Text section
Sunday, June 2, 2013

It the Hat Fits...

It dawned on me recently that my car is a great tool in my family's life. If cars wore hats, mine would have the standard issue headgear: The Get Kids to School Cap, the Get Me to Work Helmet, the Get Laundry to the Laundromat Do-rag, a Roadtrip! Tam, a DJ Gotta Dance in Our Seats to the Music Beanie...even an Ecosystem for Stale Fries and Metallic Juice Pouches Paper Hat Like Busboys Wore in the Old Days Hat.

But most noticeably of late, my car has been wearing a Lecture Hall Bishop Andrewes Cap (a mortarboard hat, basically)
This is NOT Bishop Andrewes. But it is a cap much like his. I assume.
I may be almost-old, but I don't actually remember back THAT far.
This is Lancelot Andrewes. He was a Bishop.
According to Wikipedia (from which I STOLE this pic! For shame):
"[Bishop Andrewes] has an academic cap named after him, known as the Bishop Andrewes cap, which is like a mortarboard but made of velvet, floppy and has a tump or tuff instead of a tassel. This was in fact the ancient version of the mortarboard before the top square was stiffened and the tump replaced by a tassel and button. This cap is still used by Cambridge DDs and at certain institutions as part of their academic dress.."

Exercises to complete
[a] State whether the car-hats post supports each statement, answering yes or no and quoting the words from the post that decide it: (i) The Bishop Andrewes cap has a tassel. (ii) Cambridge DDs still use the cap. (iii) The ancient version of the mortarboard had a stiffened top square.
[b] Write the next part of the car-hats post, picking up after its final sentence.
The rows after this point are separate material with no connection to the car-hats post.

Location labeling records
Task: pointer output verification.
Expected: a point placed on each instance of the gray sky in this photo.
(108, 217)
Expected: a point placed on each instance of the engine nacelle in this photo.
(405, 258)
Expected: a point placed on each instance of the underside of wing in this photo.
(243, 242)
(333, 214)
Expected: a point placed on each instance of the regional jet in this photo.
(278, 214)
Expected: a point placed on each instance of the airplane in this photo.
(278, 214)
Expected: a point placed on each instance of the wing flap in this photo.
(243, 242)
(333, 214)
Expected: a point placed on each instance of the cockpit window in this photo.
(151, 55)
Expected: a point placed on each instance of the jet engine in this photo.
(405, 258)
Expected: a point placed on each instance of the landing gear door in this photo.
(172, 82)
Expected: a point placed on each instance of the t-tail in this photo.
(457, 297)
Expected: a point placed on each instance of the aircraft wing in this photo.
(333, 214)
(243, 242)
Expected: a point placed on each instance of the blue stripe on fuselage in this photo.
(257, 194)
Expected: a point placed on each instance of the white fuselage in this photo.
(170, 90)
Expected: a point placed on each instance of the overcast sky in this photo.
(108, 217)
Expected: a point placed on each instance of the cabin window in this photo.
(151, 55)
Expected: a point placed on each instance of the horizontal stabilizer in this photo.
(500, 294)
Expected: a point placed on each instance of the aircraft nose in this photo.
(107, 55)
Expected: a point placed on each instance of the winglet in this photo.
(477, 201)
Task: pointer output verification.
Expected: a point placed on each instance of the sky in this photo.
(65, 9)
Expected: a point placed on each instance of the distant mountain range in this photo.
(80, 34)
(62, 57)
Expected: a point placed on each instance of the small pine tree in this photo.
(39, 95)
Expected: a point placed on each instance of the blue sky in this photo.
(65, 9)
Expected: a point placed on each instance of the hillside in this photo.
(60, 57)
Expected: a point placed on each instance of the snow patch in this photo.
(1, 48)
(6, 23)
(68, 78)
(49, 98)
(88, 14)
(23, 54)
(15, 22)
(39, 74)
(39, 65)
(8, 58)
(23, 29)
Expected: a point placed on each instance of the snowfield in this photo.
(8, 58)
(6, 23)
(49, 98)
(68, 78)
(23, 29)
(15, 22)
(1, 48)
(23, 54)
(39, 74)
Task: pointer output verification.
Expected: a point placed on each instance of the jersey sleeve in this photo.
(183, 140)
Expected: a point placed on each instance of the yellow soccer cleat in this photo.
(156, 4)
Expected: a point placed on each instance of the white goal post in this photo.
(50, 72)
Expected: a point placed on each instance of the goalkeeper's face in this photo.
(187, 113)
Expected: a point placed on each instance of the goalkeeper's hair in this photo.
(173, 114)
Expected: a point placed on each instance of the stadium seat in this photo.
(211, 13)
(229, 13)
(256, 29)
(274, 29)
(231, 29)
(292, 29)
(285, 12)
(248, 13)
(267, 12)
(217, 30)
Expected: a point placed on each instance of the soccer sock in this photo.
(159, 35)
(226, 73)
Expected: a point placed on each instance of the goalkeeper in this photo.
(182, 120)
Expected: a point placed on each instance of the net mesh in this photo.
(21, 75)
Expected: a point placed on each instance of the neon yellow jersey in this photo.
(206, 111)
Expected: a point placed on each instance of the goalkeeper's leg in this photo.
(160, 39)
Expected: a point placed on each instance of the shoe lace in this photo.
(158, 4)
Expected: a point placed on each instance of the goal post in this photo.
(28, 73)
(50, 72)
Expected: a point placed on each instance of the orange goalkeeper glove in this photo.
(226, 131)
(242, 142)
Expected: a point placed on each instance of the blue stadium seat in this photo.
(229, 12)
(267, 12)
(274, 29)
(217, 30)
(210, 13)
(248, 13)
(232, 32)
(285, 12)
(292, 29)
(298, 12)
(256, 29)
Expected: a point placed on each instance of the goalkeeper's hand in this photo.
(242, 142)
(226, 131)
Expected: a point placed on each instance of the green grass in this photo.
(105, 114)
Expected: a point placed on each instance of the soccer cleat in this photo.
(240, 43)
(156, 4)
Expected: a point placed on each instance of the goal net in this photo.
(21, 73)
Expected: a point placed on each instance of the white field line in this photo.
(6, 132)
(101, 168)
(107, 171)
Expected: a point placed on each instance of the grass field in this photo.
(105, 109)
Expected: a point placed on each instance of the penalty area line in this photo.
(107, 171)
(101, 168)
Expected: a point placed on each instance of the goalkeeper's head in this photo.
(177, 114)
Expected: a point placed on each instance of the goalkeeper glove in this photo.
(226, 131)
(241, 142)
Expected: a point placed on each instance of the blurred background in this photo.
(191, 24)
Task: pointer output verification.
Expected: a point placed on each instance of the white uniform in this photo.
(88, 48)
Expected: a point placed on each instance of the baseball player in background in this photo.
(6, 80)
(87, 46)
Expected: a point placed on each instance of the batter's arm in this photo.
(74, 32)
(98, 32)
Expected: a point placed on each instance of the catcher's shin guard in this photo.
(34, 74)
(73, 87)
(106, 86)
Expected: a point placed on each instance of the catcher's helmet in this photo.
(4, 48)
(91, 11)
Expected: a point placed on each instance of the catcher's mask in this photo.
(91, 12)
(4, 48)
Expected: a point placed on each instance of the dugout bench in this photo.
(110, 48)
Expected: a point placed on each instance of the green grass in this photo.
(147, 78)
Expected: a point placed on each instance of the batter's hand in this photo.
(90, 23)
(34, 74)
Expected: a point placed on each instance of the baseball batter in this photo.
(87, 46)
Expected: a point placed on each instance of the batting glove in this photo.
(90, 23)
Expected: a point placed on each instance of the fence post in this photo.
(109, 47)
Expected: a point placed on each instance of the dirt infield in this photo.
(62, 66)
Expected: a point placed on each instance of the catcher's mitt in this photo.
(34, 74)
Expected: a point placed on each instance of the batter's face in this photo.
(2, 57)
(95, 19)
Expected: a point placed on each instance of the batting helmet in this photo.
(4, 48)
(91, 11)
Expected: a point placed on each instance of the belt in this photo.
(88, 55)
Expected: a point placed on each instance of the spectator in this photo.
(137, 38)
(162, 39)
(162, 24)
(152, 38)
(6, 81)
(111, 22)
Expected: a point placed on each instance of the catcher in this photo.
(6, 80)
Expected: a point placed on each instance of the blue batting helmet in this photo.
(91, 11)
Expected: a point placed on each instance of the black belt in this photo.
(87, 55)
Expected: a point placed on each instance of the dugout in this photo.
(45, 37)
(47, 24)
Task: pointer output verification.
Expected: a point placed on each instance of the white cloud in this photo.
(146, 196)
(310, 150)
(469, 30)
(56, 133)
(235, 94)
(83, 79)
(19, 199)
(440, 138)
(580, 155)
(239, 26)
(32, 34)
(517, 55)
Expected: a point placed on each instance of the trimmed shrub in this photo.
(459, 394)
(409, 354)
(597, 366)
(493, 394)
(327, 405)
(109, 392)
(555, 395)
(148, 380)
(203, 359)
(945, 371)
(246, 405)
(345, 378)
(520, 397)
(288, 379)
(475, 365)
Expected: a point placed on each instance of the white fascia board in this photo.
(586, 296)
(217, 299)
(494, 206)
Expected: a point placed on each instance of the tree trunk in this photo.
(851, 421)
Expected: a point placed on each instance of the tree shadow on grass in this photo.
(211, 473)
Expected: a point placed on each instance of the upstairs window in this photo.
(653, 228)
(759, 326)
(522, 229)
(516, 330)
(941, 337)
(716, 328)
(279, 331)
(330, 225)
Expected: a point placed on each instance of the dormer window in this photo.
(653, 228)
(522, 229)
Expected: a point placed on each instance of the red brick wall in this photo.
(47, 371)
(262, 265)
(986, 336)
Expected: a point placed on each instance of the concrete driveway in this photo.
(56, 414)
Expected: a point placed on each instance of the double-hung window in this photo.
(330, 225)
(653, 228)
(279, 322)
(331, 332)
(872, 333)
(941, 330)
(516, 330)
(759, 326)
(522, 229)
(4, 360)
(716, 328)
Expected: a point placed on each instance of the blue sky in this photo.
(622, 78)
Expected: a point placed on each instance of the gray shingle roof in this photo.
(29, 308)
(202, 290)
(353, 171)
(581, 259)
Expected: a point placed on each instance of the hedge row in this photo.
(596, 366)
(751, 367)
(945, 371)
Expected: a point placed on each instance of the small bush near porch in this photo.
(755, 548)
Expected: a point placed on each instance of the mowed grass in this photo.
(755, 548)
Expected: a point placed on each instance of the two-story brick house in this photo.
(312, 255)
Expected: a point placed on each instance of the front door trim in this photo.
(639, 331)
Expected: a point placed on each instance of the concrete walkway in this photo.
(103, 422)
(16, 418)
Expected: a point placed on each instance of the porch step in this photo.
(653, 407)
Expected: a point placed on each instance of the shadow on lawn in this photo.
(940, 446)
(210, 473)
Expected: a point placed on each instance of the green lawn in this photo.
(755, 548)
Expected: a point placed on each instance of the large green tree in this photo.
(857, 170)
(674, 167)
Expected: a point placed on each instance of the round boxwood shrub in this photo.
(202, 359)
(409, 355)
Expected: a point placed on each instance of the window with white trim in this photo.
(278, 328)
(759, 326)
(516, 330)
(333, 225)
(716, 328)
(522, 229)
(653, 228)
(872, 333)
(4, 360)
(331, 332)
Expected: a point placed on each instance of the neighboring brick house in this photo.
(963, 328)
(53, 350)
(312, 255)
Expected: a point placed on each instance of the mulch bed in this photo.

Answer set
[a]
(i) No: "has a tump or tuff instead of a tassel."
(ii) Yes: "This cap is still used by Cambridge DDs."
(iii) No: "This was in fact the ancient version of the mortarboard before the top square was stiffened."

[b]
Now you know all you need to know about those damned hats. MOVING ON...


I have two school-age daughters. I have them in my car in the mornings and at night after work. It is the one place where, traffic not-withstanding, there are no interruptions or distractions...no homework to finish, no dinner to cook...nothing to do but talk.

Hahahahahaaaa....a captive audience. 

The conversations begin simply enough. I ask how their day was, what was their favorite part. Did anything fun happen? Did they learn something new? Inevitably some comment they make in response sparks some need to impart great truths from my Vault of Experience that resonates with my Mom's Gotta Lecture gland.

It all hit me square between the eyes when Christopher Dorner was the subject of a heated manhunt in Southern California this past February.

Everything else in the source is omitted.